Stored data entries |
──────────────────────────────

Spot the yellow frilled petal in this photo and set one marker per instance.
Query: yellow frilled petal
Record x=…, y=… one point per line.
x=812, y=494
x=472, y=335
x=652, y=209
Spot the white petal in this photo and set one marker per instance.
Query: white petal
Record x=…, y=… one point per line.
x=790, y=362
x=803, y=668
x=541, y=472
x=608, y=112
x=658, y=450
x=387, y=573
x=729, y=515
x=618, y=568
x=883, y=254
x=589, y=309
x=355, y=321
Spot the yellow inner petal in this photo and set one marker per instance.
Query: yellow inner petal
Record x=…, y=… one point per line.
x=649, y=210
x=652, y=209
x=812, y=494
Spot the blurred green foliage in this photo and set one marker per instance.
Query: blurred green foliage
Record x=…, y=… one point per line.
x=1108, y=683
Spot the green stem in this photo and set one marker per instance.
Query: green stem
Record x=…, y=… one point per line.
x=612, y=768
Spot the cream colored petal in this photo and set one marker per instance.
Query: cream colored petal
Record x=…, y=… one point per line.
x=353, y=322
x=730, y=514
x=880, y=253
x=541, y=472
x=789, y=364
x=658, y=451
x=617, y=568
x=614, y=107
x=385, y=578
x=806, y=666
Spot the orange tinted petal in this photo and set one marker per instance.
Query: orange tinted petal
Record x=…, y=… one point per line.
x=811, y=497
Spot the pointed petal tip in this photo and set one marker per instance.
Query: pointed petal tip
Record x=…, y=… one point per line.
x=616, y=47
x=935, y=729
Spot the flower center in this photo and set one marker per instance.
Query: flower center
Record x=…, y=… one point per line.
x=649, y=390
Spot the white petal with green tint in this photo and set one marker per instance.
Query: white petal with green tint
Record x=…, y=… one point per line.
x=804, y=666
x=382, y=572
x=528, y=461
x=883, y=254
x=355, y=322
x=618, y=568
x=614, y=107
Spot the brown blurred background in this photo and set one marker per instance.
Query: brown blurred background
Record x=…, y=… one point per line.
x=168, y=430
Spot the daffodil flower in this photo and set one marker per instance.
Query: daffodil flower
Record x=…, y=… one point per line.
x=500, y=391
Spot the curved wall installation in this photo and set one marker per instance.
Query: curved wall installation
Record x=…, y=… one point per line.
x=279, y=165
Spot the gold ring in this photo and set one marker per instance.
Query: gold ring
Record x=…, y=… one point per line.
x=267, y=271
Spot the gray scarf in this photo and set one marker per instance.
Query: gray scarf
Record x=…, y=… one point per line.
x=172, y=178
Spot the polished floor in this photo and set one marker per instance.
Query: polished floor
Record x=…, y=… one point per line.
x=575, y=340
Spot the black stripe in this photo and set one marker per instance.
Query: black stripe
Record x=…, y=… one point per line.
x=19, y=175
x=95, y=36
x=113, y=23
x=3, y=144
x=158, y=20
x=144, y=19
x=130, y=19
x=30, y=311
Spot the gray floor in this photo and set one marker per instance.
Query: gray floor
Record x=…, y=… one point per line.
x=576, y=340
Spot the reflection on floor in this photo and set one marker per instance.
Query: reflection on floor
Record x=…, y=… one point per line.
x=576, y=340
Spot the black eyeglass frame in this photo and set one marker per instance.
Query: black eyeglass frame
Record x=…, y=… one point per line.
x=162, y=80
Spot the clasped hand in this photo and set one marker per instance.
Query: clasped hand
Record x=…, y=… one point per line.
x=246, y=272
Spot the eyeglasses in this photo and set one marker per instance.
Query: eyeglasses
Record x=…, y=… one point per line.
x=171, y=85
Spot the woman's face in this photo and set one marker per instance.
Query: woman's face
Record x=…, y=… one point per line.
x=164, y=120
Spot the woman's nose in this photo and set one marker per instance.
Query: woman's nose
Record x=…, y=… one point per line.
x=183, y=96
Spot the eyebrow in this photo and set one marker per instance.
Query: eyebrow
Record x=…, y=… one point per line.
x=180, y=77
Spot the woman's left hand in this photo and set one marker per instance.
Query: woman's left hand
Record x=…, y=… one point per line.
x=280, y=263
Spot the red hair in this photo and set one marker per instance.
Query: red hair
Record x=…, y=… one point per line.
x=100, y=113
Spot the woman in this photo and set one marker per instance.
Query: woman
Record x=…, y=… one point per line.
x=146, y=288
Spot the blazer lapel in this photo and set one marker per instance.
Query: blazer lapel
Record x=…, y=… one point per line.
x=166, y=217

──────────────────────────────

The task | Copy the records exactly.

Solution for this task |
Spot the yellow frilled petal in this photo and set one marker per instance.
Query: yellow frilled petal
Record x=…, y=… one point per line.
x=812, y=494
x=472, y=335
x=652, y=209
Spot the white petal in this photo and set one marker per instance.
Query: white petal
Record x=…, y=… one point per line.
x=790, y=362
x=803, y=668
x=541, y=472
x=608, y=112
x=658, y=450
x=387, y=573
x=729, y=515
x=618, y=568
x=883, y=254
x=589, y=309
x=355, y=321
Spot the yellow inner petal in this photo and set one marker per instance.
Query: yellow inner petal
Record x=…, y=… one point per line.
x=649, y=210
x=652, y=209
x=812, y=494
Spot the blurred green foliage in this photo and set one marker per instance.
Query: blurred green foliage
Record x=…, y=… one point per line.
x=1108, y=683
Spot the green stem in this photo and set one marker per instance.
Query: green stem
Record x=…, y=… one point per line.
x=612, y=768
Spot the cream colored petal in this photo and set one marker per instance.
Query: cream colored petal
Record x=…, y=… one point per line.
x=353, y=322
x=730, y=514
x=880, y=253
x=541, y=472
x=789, y=364
x=658, y=451
x=617, y=568
x=614, y=107
x=385, y=578
x=806, y=666
Spot the orange tinted petal in this photo and set one marker per instance.
Query: orange tinted petal
Record x=…, y=… one point per line.
x=811, y=497
Spot the pointed petal tip in this photo and set one marker per instance.
Query: pointed petal tip
Record x=…, y=… one point per line.
x=616, y=47
x=935, y=729
Spot the flower center in this photo and set one marker per instance.
Query: flower center
Record x=…, y=… one point per line.
x=649, y=390
Spot the white petal with green tint in this photo and set one marker per instance.
Query: white petal with green tint
Record x=…, y=… one point per line.
x=804, y=666
x=382, y=572
x=528, y=461
x=883, y=254
x=355, y=322
x=618, y=568
x=614, y=107
Spot the brown blurred background in this photo and set one marker per instance.
Query: brown blurred background
Record x=…, y=… one point per line.
x=168, y=430
Spot the daffodil flower in this photo and set one marker per instance.
Query: daffodil flower
Record x=…, y=… one point per line.
x=500, y=391
Spot the curved wall installation in this photo and set one marker per instance.
Query: curved wall installation
Record x=…, y=… one point per line.
x=279, y=165
Spot the gold ring in this photo and set one marker per instance.
Query: gold ring
Record x=…, y=… one point per line.
x=267, y=271
Spot the gray scarf in this photo and set one marker per instance.
Query: gray scarf
Record x=…, y=… one point per line.
x=172, y=178
Spot the polished floor in this photo and set one marker per instance.
Query: polished floor
Record x=…, y=… one point per line.
x=575, y=340
Spot the black stripe in this photo and set one marker per instance.
Query: black stripe
Record x=…, y=… one point per line.
x=19, y=175
x=95, y=36
x=113, y=23
x=3, y=144
x=158, y=20
x=144, y=19
x=130, y=19
x=30, y=311
Spot the gray floor in this photo and set one marker per instance.
Query: gray floor
Record x=…, y=… one point per line.
x=576, y=340
Spot the reflection on floor in this photo and set one marker per instance.
Query: reflection on floor
Record x=…, y=… one point per line.
x=576, y=340
Spot the black eyeglass frame in this photo and set one marker per instance.
Query: black eyeglass frame
Record x=…, y=… one point per line.
x=162, y=80
Spot the clasped hand in this photo and set one marker per instance.
Query: clasped hand
Record x=…, y=… one point per line.
x=246, y=272
Spot the eyeglasses in this photo and set one marker per instance.
Query: eyeglasses
Record x=…, y=… one point per line.
x=171, y=85
Spot the woman's face in this photo and set one marker per instance.
Query: woman's face
Record x=…, y=… one point per line.
x=164, y=120
Spot the woman's nose in this photo and set one marker per instance.
Query: woman's nose
Record x=…, y=… one point per line.
x=183, y=96
Spot the eyebrow in this photo and set one marker per instance.
Query: eyebrow
Record x=…, y=… one point per line.
x=180, y=77
Spot the woman's left hand in this photo and set one marker per instance.
Query: woman's left hand
Record x=…, y=… one point per line.
x=280, y=263
Spot the red hair in this photo and set one marker per instance.
Query: red hair
Record x=…, y=… one point per line.
x=100, y=113
Spot the woman in this photo and set one marker per instance.
Query: woman
Record x=…, y=… one point per line.
x=146, y=288
Spot the blazer lapel in this photo and set one marker per instance.
Query: blazer lapel
Record x=…, y=… one point per line.
x=166, y=217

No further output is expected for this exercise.